__Problem to work on__: Reproduce, word for word, everything in the passage on pretrial detention from "It’s easy to" down to "criminal legal process.".

__Extract to read__:
Detention undermines fairness in the legal process
Pretrial detention is a source of injustice in the legal process because it puts people under enormous pressure to plead guilty and resolve their cases, regardless of actual guilt or innocence. As a result, people who are detained pretrial are more likely to be sentenced to jail or prison — and receive a longer sentence — than those who are released. The Kentucky study found that people released pretrial were about 25-50% less likely to receive a sentence of incarceration than people who were detained. This dynamic endures even for people who are released pretrial and fail to appear in court or are rearrested — this group still had better case outcomes on average compared to those who were detained. The Philadelphia/Miami-Dade study similarly found release reduced both the likelihood of pleading guilty (by 25%) and conviction (by 24%) compared to the average person in detention.
It’s easy to understand why release leads to better case outcomes: it strengthens defendants’ bargaining positions, particularly for those charged with less serious crimes and who have no prior offenses. The stressful, disruptive, and dangerous experience of detention pressures many people into simply pleading guilty7 in hopes that doing so will more quickly end their contact with the system. Furthermore, it is very, very hard to defend oneself from criminal charges while in jail, where it is much harder to contact people who can help. The final analysis is exceedingly grim: the research suggests that pretrial detention fails to produce safety and encourage court attendance at the immense cost of undermining the basic fairness of the criminal legal process.

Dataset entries
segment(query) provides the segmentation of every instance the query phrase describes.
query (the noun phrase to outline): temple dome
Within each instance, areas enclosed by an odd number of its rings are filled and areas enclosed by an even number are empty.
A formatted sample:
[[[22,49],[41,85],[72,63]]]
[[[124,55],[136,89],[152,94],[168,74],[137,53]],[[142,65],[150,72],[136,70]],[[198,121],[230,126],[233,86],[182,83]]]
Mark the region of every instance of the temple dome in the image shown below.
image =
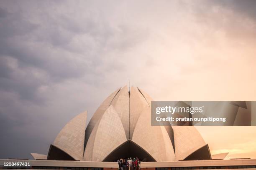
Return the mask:
[[[47,159],[210,159],[208,145],[194,127],[151,126],[152,100],[138,87],[118,88],[103,101],[87,126],[87,112],[68,122],[51,145]]]

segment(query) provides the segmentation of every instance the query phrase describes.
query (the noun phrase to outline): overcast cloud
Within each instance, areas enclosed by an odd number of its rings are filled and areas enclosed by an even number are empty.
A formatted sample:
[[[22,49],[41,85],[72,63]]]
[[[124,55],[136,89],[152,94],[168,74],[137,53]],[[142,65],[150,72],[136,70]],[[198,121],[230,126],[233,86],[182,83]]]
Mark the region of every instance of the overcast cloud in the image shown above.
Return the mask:
[[[0,158],[46,154],[118,88],[256,100],[256,1],[0,0]]]

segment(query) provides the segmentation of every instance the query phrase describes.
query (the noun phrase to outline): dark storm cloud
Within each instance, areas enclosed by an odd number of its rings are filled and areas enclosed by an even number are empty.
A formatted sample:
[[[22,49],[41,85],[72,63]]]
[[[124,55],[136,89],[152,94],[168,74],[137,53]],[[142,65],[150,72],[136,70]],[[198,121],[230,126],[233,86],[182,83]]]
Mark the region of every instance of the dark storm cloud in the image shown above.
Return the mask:
[[[179,1],[74,2],[0,1],[0,137],[5,137],[0,158],[47,154],[68,120],[86,110],[90,118],[129,78],[154,89],[159,75],[172,77],[166,74],[179,66],[174,48],[180,40],[189,42],[195,35],[192,39],[200,44],[198,34],[184,30],[194,30],[187,25],[189,3],[186,8],[176,4]],[[223,27],[208,8],[219,5],[252,18],[253,2],[240,2],[199,1],[191,13],[198,14],[196,20],[203,23],[196,24],[202,28],[229,30],[233,22]],[[175,57],[162,58],[165,52]],[[167,65],[169,58],[173,65]],[[153,67],[160,68],[155,72]]]
[[[83,16],[66,2],[0,2],[0,158],[47,154],[68,120],[97,108],[84,96],[103,100],[108,93],[93,90],[109,92],[107,74],[125,70],[125,61],[107,59],[106,52],[132,48],[145,37],[104,21],[100,10],[90,12],[90,3],[82,2],[80,12],[89,11]]]

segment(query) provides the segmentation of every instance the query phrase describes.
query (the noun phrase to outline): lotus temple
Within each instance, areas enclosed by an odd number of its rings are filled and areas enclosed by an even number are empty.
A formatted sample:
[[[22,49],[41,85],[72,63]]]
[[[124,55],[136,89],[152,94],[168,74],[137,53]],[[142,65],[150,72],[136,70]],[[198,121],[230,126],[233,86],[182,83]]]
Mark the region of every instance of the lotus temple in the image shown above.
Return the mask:
[[[118,159],[137,157],[145,160],[141,169],[145,170],[256,169],[256,160],[225,160],[228,153],[211,155],[193,126],[151,126],[151,100],[139,88],[119,88],[87,125],[87,111],[68,122],[47,155],[31,153],[34,160],[0,160],[0,169],[7,169],[4,162],[19,161],[30,162],[27,169],[117,170]]]

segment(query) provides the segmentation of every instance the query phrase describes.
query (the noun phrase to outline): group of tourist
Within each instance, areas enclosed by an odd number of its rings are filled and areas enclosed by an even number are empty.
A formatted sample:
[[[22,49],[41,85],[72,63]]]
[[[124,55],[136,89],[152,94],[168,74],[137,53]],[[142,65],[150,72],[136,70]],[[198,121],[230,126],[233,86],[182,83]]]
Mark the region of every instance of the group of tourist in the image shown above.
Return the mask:
[[[141,169],[141,161],[138,157],[119,159],[117,161],[119,170],[137,170]]]

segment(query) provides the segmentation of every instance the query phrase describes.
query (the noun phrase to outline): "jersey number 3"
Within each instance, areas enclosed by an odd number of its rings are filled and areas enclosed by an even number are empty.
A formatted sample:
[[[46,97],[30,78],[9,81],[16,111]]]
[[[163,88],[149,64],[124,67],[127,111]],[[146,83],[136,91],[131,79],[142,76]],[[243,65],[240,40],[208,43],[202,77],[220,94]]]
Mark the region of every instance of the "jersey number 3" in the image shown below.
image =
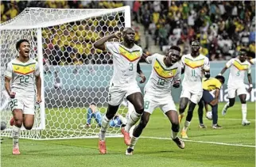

__Response to this exercise__:
It’s easy to understand why release leads to better case outcomes: it strengthens defendants’ bargaining positions, particularly for those charged with less serious crimes and who have no prior offenses. The stressful, disruptive, and dangerous experience of detention pressures many people into simply pleading guilty7 in hopes that doing so will more quickly end their contact with the system. Furthermore, it is very, very hard to defend oneself from criminal charges while in jail, where it is much harder to contact people who can help. The final analysis is exceedingly grim: the research suggests that pretrial detention fails to produce safety and encourage court attendance at the immense cost of undermining the basic fairness of the criminal legal process.